→ **READING PASSAGE**
++++++++

- Born: January 25, 1997 (age 29)
- Occupations: Actor, writer
- Years active: 2005–present
- Television: One of Us Is Lying

= Jess McLeod =

Canadian actor

Jess McLeod (born January 25, 1997) is a Canadian actor and writer who played Janae Mathews on both series of Netflix teen television drama One of Us Is Lying and Bernie Simon in the 2023 Christmas slasher film It's a Wonderful Knife. McLeod was credited as Jessica McLeod in earlier roles, including the 2014 film Preggoland, where they played the character Liz. McLeod now uses Jess as their professional name and uses they/them pronouns, having transitioned from using their earlier name Jessica in screen credits.

==Early life==
McLeod is from Victoria, British Columbia. They attended Claremont Secondary School. At school they were a part of Claremont Musical Theatre and starred as Elle Woods in its production of the musical Legally Blonde.

++++++++

→ **DATASET EXCERPTS**
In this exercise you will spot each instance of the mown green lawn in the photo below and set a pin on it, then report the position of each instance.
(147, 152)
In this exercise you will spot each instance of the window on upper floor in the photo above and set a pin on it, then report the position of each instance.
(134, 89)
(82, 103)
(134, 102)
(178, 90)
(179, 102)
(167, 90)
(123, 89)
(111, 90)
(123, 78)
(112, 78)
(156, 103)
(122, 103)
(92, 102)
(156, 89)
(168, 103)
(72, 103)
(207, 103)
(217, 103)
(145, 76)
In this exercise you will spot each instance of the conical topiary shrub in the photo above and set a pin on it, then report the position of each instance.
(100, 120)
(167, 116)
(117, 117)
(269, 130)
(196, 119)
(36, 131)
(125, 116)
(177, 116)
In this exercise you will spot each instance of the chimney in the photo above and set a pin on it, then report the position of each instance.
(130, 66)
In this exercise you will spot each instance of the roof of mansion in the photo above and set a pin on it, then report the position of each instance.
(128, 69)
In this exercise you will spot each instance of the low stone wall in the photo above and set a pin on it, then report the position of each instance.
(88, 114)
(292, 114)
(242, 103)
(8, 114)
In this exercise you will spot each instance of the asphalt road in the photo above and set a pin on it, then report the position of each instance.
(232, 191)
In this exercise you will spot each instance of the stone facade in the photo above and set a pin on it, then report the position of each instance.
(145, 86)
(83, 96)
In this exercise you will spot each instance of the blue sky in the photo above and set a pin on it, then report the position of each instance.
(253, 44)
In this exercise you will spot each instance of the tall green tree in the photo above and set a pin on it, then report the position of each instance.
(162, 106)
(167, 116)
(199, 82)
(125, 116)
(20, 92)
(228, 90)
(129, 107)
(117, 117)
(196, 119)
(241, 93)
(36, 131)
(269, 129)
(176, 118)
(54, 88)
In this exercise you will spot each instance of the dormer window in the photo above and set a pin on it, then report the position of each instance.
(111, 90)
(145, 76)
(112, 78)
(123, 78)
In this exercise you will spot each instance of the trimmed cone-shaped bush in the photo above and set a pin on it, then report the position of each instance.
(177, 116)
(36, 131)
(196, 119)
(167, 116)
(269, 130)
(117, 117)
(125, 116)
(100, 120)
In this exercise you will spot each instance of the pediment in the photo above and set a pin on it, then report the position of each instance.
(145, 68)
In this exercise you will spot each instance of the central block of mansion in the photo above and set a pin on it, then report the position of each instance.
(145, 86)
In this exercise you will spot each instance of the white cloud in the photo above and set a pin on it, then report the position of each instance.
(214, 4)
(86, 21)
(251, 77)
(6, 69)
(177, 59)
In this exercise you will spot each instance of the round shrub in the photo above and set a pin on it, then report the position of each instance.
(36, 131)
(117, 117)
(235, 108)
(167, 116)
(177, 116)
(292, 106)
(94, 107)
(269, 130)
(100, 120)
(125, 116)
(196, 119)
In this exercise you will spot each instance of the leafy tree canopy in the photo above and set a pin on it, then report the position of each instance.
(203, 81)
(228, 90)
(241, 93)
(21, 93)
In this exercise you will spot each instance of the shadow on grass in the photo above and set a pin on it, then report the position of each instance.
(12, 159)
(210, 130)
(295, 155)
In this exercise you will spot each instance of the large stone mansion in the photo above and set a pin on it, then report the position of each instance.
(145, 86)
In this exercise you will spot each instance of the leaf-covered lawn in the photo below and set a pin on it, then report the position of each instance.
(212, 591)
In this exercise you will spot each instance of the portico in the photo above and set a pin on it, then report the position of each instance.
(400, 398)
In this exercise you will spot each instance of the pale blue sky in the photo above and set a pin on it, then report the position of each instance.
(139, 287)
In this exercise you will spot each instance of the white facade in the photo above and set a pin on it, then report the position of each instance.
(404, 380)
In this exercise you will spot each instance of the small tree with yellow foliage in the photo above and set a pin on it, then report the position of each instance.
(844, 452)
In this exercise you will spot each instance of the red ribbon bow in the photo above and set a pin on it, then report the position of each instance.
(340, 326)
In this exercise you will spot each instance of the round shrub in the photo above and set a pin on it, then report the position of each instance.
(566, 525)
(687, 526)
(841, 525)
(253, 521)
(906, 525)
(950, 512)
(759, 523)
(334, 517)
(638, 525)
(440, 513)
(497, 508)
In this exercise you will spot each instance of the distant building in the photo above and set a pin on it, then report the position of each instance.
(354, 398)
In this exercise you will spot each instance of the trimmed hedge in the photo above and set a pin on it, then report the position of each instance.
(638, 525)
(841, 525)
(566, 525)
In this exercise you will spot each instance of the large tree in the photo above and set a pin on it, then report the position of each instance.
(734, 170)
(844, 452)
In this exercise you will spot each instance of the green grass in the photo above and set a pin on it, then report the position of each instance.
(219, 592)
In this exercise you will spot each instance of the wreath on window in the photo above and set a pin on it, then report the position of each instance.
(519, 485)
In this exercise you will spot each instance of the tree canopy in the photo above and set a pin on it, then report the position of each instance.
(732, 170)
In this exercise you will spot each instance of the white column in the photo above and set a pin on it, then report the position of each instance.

++++++++

→ **REQUIRED WORK**
**A)** Translate this sentence from the Jess McLeod biography above into Spanish: "At school they were a part of Claremont Musical Theatre and starred as Elle Woods in its production of the musical Legally Blonde."
**B)** Write the next part of the Jess McLeod biography, picking up after its final sentence.

→ **TASK RESPONSES**
**A)** En la escuela formó parte de Claremont Musical Theatre e interpretó el papel protagónico de Elle Woods en su producción del musical Legally Blonde.

**B)**
==Career==
Mcleod started as a child actor, appearing in 2006 comedy Scary Movie 4 as a schoolgirl reading My Pet Duck to Leslie Nielsen as the American president. Their later acting credits include roles in Eve of Destruction, Shall We Play?, and the Van Helsing TV series. They had a role in Canadian comedy drama series You Me Her.

In 2019, McLeod was cast in Peacock teen television drama One of Us Is Lying. McLeod played Janae Mathews on both series of the show.

McLeod could be seen alongside Sandra Bullock and Viola Davis in the 2021 film The Unforgivable. They appeared as Bernie Simon in the 2023 film It's a Wonderful Knife. In November 2023, they won the ACTRA Award for best performance in a short film for their role in A Little Vacation, the script for which they also co-wrote.

==Personal life==
McLeod is non-binary and uses they/them pronouns. They are based in Vancouver.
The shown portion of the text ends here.